## TASKS TO COMPLETE
(1) In the inverted index notebook excerpt, what file name is used when saving the modified inverted index?
(2) Reproduce everything in the inverted index notebook excerpt from "Create the inverted" down to "a json file.".

## SOURCE PASSAGE

━━━━━━━━━━━━━━━━

Create the inverted index for the paragraphs in the pages dictionary.

In [316]:
# create an inverted index
inverted_index = create_inverted_index(documents, doc_names)


Save the inverted index in a json file.

In [141]:

# #  save the inverted index in a text file
# with open('inverted_index.json', 'w') as file:
#     file.write(json.dumps(inverted_index))


open the inverted index from the json file.

In [81]:
#  read the inverted index from the text file
with open('inverted_index.json', 'r') as file:
    inverted_index = json.loads(file.read())

change the document names to integers for easier processing.

In [317]:
#  change the document names to integers
for word, doc_names in inverted_index.items():
    for i in range(len(doc_names)):
        doc_names[i] = int(doc_names[i][1:].split("_")[0]) + (int(doc_names[i].split("_")[1][1:]) - 1) * 20


save modified inverted index in a text file

In [318]:
import json
with open('inverted_index_modified.json', 'w') as file:
    file.write(json.dumps(inverted_index))

Sort the inverted index by the number of documents in the list.

In [319]:
# sort the inverted index by the number of documents each word appears in
sorted_inverted_index = {k: v for k, v in sorted(inverted_index.items(), key=lambda item: len(item[1]), reverse=True)}


#### Print top 3 words with the highest number of documents and bottom 3 words with the lowest number of documents

In [320]:
#  print top 3 and bottom 3 words in the inverted index
print("Top 3 words in the inverted index:")
for i in range(3):
    print(list(sorted_inverted_index.keys())[i])

print("______________________________________________________")
print()
print("Bottom 3 words in the inverted index:")
for i in range(3):
    print(list(sorted_inverted_index.keys())[-i-1])

━━━━━━━━━━━━━━━━

## RAW RECORDS
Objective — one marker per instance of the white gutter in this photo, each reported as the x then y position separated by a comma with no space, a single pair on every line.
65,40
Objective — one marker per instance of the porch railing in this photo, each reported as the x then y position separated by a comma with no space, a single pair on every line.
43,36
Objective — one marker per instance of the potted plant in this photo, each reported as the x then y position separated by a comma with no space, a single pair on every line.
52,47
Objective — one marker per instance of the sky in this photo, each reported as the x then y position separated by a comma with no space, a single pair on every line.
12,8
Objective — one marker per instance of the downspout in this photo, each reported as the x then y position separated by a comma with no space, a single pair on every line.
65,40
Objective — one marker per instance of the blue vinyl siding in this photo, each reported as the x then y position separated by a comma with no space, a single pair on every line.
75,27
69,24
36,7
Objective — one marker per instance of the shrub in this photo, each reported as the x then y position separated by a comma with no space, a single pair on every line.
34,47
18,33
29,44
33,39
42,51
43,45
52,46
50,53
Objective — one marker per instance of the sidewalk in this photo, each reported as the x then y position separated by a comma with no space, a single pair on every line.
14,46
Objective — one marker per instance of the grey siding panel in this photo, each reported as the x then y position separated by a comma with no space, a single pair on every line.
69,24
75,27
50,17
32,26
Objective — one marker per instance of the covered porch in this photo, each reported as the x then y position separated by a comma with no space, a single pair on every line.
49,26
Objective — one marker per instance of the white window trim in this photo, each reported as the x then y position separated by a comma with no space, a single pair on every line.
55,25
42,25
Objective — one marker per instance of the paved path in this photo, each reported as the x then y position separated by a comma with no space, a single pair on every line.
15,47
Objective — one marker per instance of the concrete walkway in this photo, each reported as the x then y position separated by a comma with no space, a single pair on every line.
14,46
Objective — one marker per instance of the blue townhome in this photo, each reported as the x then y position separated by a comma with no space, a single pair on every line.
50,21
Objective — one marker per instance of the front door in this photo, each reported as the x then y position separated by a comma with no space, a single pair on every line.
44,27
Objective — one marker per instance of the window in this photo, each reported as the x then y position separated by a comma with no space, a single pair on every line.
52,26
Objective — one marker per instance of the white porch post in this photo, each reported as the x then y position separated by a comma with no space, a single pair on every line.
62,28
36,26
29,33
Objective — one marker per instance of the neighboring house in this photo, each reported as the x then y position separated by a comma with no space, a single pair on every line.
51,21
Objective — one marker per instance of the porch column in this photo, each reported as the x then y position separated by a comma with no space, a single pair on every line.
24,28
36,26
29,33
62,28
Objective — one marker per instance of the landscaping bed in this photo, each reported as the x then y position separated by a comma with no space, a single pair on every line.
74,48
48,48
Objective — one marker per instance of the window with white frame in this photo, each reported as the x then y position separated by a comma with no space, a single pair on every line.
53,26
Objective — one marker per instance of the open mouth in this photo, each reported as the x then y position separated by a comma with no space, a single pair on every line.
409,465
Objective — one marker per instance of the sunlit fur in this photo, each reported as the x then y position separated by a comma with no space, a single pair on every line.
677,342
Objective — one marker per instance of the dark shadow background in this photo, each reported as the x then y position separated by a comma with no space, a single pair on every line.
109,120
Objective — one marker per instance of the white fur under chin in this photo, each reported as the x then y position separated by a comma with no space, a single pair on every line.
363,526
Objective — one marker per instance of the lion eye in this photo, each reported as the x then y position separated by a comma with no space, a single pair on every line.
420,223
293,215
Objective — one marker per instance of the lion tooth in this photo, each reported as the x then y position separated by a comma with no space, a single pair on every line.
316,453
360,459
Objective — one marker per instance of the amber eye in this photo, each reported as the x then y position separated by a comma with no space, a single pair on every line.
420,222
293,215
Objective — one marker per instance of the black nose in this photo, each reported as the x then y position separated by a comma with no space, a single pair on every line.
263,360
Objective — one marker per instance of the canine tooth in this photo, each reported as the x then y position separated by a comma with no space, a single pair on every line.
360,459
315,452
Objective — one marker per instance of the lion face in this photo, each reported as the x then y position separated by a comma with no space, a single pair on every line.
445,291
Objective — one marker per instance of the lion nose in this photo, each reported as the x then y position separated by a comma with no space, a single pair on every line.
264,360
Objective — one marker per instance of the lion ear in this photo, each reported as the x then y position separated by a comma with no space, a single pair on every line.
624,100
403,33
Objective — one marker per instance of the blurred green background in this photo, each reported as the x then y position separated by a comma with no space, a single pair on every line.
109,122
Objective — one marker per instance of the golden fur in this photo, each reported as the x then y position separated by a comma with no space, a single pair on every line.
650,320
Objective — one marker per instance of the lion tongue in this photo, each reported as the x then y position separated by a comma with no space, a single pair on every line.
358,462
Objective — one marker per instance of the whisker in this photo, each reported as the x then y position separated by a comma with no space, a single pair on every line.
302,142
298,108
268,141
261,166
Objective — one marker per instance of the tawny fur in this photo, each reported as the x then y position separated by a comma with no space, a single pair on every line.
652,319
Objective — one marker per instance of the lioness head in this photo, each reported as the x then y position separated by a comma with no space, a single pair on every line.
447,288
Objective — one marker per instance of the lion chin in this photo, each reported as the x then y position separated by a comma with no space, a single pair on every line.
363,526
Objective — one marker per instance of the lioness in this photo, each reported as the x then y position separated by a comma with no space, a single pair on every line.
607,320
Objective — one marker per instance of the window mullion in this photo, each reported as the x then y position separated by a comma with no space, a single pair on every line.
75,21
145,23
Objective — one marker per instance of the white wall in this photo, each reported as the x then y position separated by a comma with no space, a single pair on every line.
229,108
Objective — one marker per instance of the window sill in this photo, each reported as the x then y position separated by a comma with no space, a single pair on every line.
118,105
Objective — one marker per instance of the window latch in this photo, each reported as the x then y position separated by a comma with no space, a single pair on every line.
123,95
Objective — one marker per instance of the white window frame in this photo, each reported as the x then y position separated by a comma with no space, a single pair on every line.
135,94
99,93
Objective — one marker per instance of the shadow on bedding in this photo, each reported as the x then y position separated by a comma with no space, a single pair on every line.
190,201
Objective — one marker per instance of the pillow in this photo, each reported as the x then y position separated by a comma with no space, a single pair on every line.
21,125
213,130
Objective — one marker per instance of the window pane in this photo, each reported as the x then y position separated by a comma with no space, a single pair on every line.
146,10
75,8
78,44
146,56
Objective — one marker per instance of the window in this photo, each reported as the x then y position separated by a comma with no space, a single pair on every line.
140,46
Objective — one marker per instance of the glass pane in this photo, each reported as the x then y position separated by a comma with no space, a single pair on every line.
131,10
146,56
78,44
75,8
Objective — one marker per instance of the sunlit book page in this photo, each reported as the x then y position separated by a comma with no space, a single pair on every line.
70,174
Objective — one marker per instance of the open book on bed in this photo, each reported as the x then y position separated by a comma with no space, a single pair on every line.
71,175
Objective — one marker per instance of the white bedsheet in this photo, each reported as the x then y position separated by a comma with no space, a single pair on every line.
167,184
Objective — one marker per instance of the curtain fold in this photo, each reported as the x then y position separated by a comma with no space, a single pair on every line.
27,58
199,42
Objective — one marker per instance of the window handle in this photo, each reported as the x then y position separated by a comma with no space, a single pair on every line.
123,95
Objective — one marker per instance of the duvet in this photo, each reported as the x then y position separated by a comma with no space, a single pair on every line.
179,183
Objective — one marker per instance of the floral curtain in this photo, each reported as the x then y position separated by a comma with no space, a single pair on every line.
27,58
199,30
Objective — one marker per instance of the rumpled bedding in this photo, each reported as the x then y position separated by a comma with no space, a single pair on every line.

━━━━━━━━━━━━━━━━

## FULL SOLUTIONS
(1) inverted_index_modified.json

(2)
Create the inverted index for the paragraphs in the pages dictionary.

In [316]:
# create an inverted index
inverted_index = create_inverted_index(documents, doc_names)


Save the inverted index in a json file.